Dataset entries:
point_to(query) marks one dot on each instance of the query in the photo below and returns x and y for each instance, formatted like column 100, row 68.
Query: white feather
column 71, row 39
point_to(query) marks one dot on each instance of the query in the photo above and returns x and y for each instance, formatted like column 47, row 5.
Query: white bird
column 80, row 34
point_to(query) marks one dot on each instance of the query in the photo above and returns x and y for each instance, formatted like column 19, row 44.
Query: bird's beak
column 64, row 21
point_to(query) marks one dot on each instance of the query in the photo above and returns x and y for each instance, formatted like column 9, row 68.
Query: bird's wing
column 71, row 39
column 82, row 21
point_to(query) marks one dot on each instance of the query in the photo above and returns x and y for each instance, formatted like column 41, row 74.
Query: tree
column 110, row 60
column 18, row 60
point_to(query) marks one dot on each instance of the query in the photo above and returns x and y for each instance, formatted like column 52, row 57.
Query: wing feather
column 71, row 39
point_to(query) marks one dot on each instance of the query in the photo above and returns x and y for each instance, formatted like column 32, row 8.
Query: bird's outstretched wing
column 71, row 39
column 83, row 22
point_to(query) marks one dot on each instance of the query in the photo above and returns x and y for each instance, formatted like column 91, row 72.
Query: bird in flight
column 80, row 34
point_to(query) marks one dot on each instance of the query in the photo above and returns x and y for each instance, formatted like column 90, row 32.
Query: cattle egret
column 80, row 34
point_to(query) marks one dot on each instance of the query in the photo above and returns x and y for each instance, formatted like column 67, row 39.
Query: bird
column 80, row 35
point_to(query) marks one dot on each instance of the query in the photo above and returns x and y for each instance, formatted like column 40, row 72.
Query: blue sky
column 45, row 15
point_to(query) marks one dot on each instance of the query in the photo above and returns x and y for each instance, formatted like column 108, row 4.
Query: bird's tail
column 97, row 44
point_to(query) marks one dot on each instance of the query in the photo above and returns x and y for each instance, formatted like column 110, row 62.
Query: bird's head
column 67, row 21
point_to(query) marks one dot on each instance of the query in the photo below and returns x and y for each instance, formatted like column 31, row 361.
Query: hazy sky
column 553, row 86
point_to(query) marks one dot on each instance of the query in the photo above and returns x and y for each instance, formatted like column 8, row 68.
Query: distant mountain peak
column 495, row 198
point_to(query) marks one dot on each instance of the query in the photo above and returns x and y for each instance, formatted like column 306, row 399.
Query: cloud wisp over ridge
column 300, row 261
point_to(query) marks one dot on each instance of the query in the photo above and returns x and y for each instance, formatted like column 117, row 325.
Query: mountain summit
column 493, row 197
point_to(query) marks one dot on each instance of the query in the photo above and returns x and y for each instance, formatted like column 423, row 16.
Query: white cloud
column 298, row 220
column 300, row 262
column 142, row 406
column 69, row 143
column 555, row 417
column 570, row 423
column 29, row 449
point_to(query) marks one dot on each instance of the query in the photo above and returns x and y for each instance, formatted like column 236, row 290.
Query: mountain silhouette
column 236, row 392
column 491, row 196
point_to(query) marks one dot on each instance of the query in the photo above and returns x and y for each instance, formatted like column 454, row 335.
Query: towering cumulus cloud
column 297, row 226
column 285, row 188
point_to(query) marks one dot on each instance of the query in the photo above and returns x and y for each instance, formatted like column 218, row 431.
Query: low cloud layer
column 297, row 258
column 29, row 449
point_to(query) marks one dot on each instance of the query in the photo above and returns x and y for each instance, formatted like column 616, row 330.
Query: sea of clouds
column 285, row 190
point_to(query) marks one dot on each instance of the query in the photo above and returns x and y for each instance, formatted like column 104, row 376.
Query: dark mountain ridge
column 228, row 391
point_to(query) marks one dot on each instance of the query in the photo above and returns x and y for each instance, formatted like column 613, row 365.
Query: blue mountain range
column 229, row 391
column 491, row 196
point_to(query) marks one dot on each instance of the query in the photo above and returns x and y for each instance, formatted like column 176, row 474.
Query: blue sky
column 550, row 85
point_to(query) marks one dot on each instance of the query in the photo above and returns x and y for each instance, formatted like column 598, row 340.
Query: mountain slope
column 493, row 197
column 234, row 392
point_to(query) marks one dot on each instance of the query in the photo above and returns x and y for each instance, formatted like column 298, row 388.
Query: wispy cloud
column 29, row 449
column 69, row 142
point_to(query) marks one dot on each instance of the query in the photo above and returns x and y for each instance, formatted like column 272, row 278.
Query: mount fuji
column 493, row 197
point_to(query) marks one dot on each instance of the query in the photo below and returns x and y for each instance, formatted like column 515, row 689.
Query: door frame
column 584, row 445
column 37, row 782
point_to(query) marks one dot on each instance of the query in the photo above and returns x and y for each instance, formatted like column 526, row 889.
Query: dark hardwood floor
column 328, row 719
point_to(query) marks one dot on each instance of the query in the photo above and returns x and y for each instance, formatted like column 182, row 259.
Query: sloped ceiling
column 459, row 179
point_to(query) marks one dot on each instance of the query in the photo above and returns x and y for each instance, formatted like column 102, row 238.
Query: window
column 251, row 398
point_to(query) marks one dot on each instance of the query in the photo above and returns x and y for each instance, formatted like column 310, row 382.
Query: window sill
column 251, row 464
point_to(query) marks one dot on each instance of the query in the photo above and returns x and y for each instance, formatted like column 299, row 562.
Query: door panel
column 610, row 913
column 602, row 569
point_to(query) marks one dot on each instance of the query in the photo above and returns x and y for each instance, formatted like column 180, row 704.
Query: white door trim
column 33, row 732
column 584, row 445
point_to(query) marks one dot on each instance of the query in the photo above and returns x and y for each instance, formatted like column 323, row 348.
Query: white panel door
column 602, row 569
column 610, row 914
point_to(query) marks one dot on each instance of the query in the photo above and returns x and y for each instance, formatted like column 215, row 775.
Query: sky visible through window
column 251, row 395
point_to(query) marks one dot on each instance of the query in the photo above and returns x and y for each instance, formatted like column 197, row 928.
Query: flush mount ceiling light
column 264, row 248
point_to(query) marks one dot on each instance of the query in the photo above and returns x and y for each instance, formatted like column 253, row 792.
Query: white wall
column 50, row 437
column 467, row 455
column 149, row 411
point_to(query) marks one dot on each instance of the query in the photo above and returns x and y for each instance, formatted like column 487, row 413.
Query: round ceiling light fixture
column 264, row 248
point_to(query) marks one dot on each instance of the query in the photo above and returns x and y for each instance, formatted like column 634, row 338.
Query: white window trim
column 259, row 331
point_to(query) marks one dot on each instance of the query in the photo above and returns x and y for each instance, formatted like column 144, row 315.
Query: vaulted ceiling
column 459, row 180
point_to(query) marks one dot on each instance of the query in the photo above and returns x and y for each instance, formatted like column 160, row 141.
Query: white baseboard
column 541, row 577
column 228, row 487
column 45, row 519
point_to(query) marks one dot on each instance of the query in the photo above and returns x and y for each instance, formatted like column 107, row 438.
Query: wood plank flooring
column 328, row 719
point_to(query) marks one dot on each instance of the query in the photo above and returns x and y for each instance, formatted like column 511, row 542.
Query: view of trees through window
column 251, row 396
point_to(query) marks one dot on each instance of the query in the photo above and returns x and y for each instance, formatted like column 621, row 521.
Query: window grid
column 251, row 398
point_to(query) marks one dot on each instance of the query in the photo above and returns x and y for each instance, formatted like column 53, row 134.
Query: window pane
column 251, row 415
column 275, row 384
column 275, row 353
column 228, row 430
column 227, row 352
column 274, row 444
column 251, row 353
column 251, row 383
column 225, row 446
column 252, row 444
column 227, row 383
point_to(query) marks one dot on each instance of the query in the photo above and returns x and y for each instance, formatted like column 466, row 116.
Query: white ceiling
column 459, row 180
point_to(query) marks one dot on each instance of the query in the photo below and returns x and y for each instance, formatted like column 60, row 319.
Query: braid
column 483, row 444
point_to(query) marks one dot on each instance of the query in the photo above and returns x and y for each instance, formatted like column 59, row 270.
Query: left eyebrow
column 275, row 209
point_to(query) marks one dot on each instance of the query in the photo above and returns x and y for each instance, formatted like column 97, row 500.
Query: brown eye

# Task objective:
Extract the lines above from the line containing "526, row 889." through the line containing "column 459, row 179", including both of those lines, and reproduce them verbatim.

# In response:
point_to(query) marks one dot on each instance of the query in the photo above and returns x and y for each instance, formatted like column 526, row 889.
Query: dark hardwood floor
column 328, row 719
point_to(query) marks one dot on each instance of the query in the photo above and returns x and y for each instance, formatted like column 182, row 259.
Query: sloped ceiling
column 459, row 179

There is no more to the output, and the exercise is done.